▸ Document excerpt:
>> Begin

Noarch repodata.json is empty for proxy channels #527

janjagusch · 2022-05-10T11:44:52Z

In our quetz server, we proxy conda-forge into a channel of the same name:

  {
    "name": "conda-forge",
    "description": null,
    "private": true,
    "size_limit": null,
    "ttl": 36000,
    "mirror_channel_url": "https://conda.anaconda.org/conda-forge",
    "mirror_mode": "proxy",
    "members_count": 1,
    "packages_count": 0
  },

Installation often fails because certain packages cannot be found. We narrowed the issue down to the noarch repodata.json being empty. Navigating to /get/conda-forge/noarch/repodata.json yields:

{
  "info": {
    "subdir": "noarch"
  },
  "packages": {},
  "packages.conda": {},
  "repodata_version": 1
}

This problem only occurs for the noarch platform. Also, in our package backend (GCS) we have a cached version of the repodata.json, which is not empty (it's 55MB large).

Any idea what might be causing this?

The text was updated successfully, but these errors were encountered:

wolfv · 2022-05-10T12:10:04Z

hmmm, this is the code in question:

quetz/quetz/main.py

Lines 1645 to 1654 in 05dbfc6

    
           if channel.mirror_channel_url and channel.mirror_mode == "proxy": 
        
               repository = RemoteRepository(channel.mirror_channel_url, session) 
        
               if not pkgstore.file_exists(channel.name, path): 
        
                   download_remote_file(repository, pkgstore, channel.name, path) 
        
               elif path.endswith(".json"): 
        
                   # repodata.json and current_repodata.json are cached locally 
        
                   # for channel.ttl seconds 
        
                   _, fmtime, _ = pkgstore.get_filemetadata(channel.name, path) 
        
                   if time.time() - fmtime >= channel.ttl: 
        
                       download_remote_file(repository, pkgstore, channel.name, path)

I wonder if the gzip magic does something bad here:

quetz/quetz/main.py

Lines 1673 to 1683 in 05dbfc6

    
           if accept_encoding and 'gzip' in accept_encoding and path.endswith('.json'): 
        
               # return gzipped response 
        
               try: 
        
                   package_content_iter = iter_chunks( 
        
                       pkgstore.serve_path(channel.name, path + '.gz')

>> End

▸ Brief A:
Pick out every line of the entries that contains the word "jacket", and copy each one.
The repodata thread and the entries that come next are unrelated material.

▸ Exercise materials:
>> Begin

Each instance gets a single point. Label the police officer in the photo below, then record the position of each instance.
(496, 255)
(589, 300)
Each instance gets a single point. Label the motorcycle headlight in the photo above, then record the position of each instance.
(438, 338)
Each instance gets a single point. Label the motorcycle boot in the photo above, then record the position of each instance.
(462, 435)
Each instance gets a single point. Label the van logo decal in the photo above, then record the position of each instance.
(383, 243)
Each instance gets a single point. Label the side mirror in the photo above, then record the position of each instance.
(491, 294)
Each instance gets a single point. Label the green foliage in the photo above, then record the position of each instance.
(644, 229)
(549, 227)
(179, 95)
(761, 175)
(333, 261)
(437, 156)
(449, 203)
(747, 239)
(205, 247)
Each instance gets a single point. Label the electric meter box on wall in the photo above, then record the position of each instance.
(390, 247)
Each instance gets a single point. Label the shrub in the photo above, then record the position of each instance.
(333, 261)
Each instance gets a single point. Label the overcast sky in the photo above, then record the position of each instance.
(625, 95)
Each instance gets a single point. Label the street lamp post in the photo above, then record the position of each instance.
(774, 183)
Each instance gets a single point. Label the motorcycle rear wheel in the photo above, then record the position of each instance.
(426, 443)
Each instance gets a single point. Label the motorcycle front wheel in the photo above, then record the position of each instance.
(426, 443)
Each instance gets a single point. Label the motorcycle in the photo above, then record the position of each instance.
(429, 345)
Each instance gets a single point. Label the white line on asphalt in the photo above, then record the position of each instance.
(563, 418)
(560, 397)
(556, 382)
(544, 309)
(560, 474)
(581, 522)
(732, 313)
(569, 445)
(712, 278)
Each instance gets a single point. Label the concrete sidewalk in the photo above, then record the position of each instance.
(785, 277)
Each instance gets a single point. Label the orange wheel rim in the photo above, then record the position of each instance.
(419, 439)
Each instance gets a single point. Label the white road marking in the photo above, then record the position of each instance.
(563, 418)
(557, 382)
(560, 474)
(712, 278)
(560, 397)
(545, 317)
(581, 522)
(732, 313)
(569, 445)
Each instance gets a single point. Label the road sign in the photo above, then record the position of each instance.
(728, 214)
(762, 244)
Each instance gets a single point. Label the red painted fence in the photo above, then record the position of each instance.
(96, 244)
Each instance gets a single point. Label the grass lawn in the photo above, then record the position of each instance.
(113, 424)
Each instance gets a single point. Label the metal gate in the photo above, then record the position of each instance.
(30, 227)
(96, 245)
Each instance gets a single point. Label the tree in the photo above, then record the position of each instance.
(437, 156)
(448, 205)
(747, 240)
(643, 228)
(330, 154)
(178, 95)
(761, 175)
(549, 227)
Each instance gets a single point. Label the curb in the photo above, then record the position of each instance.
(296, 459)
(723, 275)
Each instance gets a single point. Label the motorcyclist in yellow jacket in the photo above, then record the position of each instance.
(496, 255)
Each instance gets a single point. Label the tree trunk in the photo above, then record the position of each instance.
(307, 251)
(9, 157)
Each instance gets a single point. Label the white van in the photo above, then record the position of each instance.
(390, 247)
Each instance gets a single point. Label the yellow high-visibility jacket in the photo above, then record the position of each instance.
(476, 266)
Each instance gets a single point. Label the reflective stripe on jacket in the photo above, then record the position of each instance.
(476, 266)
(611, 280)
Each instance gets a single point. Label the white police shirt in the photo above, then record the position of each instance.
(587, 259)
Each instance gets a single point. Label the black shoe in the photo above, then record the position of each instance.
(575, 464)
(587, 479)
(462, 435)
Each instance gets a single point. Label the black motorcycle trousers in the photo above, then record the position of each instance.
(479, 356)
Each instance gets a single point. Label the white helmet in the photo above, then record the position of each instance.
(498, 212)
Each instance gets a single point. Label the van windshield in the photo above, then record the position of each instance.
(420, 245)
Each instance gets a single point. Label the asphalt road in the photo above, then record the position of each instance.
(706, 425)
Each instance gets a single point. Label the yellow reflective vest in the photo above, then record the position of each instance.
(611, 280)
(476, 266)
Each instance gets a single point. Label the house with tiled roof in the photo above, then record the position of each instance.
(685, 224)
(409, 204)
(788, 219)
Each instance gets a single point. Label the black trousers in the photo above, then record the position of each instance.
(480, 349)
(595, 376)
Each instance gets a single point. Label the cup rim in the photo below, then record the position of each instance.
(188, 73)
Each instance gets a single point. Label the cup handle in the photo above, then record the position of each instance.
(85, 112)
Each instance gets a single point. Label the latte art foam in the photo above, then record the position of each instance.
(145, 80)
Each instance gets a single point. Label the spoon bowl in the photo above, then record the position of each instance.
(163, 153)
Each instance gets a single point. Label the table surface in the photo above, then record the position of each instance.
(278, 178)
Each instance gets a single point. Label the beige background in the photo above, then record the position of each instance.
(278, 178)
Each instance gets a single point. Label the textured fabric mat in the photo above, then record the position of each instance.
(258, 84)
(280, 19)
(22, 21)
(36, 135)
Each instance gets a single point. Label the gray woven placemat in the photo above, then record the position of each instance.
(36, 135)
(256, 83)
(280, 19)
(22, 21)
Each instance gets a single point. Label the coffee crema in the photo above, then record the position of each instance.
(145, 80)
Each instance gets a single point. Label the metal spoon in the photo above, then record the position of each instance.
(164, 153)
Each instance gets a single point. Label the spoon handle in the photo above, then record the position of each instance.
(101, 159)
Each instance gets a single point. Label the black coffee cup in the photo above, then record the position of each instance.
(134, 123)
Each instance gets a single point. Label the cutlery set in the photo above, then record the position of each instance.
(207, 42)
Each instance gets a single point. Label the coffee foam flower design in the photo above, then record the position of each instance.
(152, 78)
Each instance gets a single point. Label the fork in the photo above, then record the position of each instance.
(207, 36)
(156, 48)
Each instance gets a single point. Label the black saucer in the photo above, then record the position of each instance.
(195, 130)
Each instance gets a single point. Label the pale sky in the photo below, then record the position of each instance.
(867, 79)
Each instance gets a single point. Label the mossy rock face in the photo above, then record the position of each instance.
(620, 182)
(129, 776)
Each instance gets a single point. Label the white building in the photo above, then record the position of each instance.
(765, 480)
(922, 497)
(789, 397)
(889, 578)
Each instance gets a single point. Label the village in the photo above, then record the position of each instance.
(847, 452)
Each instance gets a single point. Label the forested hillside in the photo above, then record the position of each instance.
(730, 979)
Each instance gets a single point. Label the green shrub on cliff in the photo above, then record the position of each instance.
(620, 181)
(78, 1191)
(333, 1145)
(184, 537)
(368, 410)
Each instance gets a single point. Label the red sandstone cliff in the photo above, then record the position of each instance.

>> End

▸ Brief B:
Set down, word for word, the passage of the repodata thread starting with "This problem only" and going on through "(it's 55MB large).".

▸ Final result A:
Each instance gets a single point. Label the motorcyclist in yellow jacket in the photo above, then record the position of each instance.
Each instance gets a single point. Label the yellow high-visibility jacket in the photo above, then record the position of each instance.
Each instance gets a single point. Label the reflective stripe on jacket in the photo above, then record the position of each instance.

▸ Final result B:
This problem only occurs for the noarch platform. Also, in our package backend (GCS) we have a cached version of the repodata.json, which is not empty (it's 55MB large).